DATA RECORDS START
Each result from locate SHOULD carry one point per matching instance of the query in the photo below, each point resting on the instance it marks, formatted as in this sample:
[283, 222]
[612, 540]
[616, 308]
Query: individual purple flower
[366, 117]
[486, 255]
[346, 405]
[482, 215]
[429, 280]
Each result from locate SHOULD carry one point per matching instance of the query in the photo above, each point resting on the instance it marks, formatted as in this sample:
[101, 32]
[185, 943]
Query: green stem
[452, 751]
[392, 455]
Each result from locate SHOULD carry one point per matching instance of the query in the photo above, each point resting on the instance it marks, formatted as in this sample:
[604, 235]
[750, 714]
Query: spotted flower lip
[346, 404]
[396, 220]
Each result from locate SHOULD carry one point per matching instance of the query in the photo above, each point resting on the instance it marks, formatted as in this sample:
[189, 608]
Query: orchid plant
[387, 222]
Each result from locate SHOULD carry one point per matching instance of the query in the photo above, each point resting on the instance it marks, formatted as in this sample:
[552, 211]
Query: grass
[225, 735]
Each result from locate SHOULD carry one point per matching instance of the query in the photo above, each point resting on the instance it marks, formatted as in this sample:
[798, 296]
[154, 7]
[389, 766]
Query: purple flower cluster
DATA RECORDS END
ACTION ITEM -
Write out all the entries exactly.

THE ANSWER -
Each result from locate SHOULD carry one point per matching instance of the query in the photo below, each point resting on the instance it marks, formatted as in this sample:
[283, 222]
[612, 540]
[616, 308]
Query: individual purple flower
[366, 117]
[486, 255]
[346, 405]
[482, 215]
[429, 280]
Each result from locate SHOULD carry one point per matching instance of the query in the photo above, each point resting on the instance it marks, formatted as in this sample:
[101, 32]
[185, 943]
Query: green stem
[452, 751]
[392, 455]
Each result from locate SHOULD carry one point per matching instance of the query in the photo above, each point resting on the instance it marks, formatted as in this sample:
[604, 235]
[750, 714]
Query: spotted flower lip
[346, 404]
[396, 220]
Each result from locate SHOULD carry one point per matching instance of the query in the photo above, each point resting on the instance it marks, formatted as in this sample:
[189, 608]
Query: orchid plant
[387, 222]
Each result from locate SHOULD carry one point per matching instance of the query in the photo above, each point resting on the instance it marks, formatted as in this sample:
[552, 211]
Query: grass
[225, 735]
Each result from locate SHOULD carry one point per matching instance of the query in the photo above, each point resting on the instance it marks, formatted as in this sample:
[798, 296]
[154, 7]
[389, 766]
Query: purple flower cluster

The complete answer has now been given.